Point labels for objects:
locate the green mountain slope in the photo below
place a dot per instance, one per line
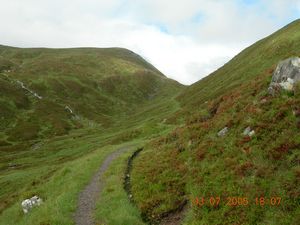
(193, 162)
(74, 88)
(59, 107)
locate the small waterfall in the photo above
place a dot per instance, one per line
(27, 89)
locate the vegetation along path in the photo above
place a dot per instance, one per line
(88, 197)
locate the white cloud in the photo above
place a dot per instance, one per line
(186, 40)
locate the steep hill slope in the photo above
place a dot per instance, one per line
(47, 92)
(249, 175)
(59, 107)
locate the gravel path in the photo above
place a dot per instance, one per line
(89, 196)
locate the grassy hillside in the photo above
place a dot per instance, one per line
(192, 162)
(77, 87)
(64, 109)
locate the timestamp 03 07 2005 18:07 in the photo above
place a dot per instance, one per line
(235, 201)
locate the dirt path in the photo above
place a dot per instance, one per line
(89, 196)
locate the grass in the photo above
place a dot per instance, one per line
(59, 192)
(114, 206)
(192, 161)
(183, 158)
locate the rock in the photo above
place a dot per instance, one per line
(286, 75)
(251, 133)
(223, 132)
(28, 204)
(248, 132)
(296, 112)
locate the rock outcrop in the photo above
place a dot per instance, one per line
(223, 132)
(28, 204)
(286, 75)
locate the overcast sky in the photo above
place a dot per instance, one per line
(185, 39)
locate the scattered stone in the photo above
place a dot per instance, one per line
(27, 89)
(12, 165)
(69, 109)
(28, 204)
(296, 112)
(248, 132)
(286, 75)
(223, 132)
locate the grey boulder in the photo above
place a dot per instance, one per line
(286, 75)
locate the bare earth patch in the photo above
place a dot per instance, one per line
(88, 197)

=== Job ===
Can you output every line of the material above as a JSON list of strings, one string per line, with blank lines skipped and the pictures left out?

=== Exercise result ===
[
  "locate the green mountain slope in the photo below",
  "place a dot per instance, one per line",
  "(193, 162)",
  "(74, 88)",
  "(59, 107)",
  "locate the small waterfall in the photo above",
  "place a dot per instance, one per line",
  "(27, 89)",
  "locate the vegetation along path in the photo above",
  "place a dot per instance, one per line",
  "(88, 197)",
  "locate the white cloud in the photo above",
  "place a dot per instance, one per line",
  "(186, 40)",
  "locate the steep hill slope in the photo above",
  "place a dot per instance, one per line",
  "(47, 92)",
  "(249, 175)",
  "(59, 107)",
  "locate the gravel path in the photo above",
  "place a dot per instance, one per line",
  "(89, 196)",
  "locate the grassy hillside in the photo above",
  "place a dot per instance, one per line",
  "(192, 162)",
  "(77, 87)",
  "(64, 109)",
  "locate the timestamp 03 07 2005 18:07 in the photo above",
  "place a dot per instance, one per line",
  "(235, 201)",
  "locate the dirt path in the photo above",
  "place a dot per instance, one per line",
  "(89, 196)",
  "locate the grass in the photo above",
  "place a dot per instance, one per line",
  "(59, 192)",
  "(114, 206)",
  "(192, 161)",
  "(183, 158)",
  "locate the rock in the photo above",
  "place a dot per instance, one per line",
  "(286, 75)",
  "(251, 133)",
  "(223, 132)",
  "(28, 204)",
  "(248, 132)",
  "(296, 112)",
  "locate the rock outcrop in the photo above",
  "place a dot per instance, one per line",
  "(223, 132)",
  "(28, 204)",
  "(286, 75)",
  "locate the overcast sky in the photo above",
  "place a dot per instance, one per line",
  "(185, 39)",
  "locate the scattered stone in the photo above",
  "place a dot per instance, one per line",
  "(27, 89)",
  "(12, 165)",
  "(69, 109)",
  "(28, 204)",
  "(296, 112)",
  "(248, 132)",
  "(286, 75)",
  "(223, 132)",
  "locate the grey boulder in the photo above",
  "place a dot per instance, one per line",
  "(286, 75)",
  "locate the bare earth patch in the photo above",
  "place a dot per instance, one per line",
  "(88, 197)"
]